Record excerpts
^^^^
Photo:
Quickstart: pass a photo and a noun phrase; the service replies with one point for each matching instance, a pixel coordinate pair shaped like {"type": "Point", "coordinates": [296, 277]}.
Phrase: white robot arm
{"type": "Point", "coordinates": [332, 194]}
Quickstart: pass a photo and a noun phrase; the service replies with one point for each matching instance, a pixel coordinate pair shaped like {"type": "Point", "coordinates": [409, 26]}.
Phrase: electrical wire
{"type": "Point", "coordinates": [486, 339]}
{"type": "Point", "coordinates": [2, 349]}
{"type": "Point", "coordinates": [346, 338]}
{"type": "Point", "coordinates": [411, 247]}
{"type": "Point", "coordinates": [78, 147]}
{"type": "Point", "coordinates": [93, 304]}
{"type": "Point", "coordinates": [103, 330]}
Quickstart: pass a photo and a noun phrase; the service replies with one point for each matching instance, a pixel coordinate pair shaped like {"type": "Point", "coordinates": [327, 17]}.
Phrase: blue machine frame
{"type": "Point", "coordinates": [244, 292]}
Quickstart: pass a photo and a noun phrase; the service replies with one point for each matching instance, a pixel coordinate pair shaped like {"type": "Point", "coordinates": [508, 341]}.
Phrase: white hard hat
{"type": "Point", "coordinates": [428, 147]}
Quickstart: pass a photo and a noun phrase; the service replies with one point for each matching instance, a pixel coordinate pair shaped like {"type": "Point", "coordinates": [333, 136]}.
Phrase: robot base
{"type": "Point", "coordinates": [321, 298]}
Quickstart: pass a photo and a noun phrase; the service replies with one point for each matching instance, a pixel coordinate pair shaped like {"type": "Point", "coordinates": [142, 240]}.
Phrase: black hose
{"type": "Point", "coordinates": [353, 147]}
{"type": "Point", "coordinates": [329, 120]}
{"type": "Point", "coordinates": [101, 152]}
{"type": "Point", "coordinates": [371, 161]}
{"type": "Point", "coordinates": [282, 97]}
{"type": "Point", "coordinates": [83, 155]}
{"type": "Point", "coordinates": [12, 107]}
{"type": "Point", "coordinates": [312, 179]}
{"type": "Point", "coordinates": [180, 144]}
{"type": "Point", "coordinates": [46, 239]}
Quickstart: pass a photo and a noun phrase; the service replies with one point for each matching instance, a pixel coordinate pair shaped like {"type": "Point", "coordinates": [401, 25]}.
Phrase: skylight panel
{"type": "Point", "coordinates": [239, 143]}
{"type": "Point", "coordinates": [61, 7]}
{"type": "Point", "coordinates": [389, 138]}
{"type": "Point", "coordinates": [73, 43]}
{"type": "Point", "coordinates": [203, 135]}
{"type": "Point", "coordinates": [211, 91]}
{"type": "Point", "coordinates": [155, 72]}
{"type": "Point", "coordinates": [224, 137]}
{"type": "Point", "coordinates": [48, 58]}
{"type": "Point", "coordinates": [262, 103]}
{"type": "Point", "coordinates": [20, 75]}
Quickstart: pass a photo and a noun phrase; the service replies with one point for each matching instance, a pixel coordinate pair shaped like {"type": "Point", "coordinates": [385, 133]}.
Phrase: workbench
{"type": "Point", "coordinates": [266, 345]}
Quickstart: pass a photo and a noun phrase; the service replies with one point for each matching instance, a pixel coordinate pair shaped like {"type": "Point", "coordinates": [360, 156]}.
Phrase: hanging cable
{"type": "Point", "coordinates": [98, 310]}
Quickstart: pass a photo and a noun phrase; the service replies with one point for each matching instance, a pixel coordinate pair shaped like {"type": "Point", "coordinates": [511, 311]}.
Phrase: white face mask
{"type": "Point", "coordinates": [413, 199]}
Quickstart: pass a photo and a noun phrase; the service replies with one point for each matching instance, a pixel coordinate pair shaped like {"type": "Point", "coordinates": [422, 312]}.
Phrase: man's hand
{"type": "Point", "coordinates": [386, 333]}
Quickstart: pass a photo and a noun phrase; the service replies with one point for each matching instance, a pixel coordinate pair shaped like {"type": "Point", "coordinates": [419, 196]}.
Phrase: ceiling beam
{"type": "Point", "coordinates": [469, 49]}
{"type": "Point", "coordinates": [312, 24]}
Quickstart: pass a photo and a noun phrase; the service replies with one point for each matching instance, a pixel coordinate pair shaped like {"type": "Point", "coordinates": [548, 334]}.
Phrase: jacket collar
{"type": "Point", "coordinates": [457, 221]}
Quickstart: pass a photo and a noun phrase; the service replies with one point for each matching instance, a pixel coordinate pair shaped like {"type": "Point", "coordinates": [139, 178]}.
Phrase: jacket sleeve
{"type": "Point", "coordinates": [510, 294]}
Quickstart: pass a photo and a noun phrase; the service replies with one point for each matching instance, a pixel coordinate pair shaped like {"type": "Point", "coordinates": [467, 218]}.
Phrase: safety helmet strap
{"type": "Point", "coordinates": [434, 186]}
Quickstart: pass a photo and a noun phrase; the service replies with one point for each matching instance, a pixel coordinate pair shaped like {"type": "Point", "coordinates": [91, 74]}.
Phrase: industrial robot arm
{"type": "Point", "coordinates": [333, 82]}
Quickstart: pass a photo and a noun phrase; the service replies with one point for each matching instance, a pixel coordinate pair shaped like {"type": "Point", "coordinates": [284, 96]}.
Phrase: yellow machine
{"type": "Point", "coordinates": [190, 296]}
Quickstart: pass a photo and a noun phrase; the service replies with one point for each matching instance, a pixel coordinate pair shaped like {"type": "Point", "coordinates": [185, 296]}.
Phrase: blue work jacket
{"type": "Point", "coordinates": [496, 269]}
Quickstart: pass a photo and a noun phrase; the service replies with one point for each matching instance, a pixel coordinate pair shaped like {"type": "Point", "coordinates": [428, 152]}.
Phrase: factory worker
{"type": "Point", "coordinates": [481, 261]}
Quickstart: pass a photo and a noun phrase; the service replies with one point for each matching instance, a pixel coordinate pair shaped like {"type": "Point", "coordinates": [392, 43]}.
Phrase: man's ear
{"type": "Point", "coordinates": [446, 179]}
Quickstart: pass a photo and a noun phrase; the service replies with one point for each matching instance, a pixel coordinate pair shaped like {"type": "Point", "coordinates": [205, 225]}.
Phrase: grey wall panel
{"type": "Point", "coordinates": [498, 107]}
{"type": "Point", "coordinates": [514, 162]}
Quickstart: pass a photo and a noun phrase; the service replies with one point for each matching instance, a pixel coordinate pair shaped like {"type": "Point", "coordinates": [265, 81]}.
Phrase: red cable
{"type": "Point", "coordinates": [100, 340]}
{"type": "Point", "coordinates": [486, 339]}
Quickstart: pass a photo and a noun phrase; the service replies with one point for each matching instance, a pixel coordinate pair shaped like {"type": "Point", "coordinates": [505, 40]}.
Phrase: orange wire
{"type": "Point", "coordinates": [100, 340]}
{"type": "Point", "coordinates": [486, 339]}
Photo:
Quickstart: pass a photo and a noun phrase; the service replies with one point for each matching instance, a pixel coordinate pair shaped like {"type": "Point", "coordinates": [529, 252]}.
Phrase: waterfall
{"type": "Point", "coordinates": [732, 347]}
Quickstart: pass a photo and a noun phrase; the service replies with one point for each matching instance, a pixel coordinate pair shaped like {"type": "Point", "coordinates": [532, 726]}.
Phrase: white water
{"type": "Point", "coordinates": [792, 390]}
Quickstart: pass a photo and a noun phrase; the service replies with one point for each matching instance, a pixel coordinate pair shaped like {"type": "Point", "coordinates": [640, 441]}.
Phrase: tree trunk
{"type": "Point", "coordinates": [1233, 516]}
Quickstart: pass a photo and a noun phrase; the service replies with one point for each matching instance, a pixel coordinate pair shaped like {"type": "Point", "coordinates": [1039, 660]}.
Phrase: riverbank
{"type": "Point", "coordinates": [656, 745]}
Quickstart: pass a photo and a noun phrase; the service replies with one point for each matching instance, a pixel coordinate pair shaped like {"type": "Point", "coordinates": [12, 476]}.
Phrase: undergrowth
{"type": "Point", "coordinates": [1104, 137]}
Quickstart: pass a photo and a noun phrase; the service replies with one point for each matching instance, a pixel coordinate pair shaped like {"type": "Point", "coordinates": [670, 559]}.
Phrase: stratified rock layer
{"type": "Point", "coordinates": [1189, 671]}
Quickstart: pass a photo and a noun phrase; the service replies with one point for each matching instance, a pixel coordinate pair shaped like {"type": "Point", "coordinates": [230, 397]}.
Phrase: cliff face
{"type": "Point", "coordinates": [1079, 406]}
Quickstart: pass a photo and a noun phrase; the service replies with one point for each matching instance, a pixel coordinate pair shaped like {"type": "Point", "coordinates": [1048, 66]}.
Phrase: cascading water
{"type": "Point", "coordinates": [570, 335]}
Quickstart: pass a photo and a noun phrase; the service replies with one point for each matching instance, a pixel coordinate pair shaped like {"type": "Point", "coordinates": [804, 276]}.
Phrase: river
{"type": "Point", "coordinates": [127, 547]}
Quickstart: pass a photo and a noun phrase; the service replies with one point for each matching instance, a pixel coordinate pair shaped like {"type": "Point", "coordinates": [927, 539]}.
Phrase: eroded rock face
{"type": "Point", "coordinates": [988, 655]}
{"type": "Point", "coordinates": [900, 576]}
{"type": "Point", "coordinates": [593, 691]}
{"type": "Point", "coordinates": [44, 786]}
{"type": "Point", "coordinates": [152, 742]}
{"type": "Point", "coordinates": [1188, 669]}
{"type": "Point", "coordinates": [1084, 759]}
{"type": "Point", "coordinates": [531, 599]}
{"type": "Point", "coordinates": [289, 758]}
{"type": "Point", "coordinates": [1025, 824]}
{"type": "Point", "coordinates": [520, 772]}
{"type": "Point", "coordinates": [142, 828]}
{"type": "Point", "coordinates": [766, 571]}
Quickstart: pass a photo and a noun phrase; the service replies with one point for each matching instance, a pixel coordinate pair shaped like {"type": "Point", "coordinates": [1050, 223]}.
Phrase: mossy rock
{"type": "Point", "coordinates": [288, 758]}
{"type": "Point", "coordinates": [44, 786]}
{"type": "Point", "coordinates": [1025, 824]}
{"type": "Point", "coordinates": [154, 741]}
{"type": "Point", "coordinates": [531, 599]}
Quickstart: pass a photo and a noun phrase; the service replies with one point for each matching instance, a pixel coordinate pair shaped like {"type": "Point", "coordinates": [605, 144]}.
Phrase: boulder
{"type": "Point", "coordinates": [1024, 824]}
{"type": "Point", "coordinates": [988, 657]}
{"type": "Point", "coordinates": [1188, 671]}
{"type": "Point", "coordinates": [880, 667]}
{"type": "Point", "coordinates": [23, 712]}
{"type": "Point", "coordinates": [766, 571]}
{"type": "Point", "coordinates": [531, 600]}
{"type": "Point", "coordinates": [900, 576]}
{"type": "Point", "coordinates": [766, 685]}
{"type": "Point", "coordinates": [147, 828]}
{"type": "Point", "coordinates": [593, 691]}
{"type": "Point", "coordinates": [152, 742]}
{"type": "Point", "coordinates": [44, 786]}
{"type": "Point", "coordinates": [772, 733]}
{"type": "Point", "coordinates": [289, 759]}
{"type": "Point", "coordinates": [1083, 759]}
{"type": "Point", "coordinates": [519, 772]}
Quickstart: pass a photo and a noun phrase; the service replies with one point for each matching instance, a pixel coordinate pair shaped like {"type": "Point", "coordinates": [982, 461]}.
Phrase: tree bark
^^^^
Stated task
Pull out every line in the rows above that contains the word "machine" and list those lines.

Task output
Phrase: blue machine frame
Phrase: yellow machine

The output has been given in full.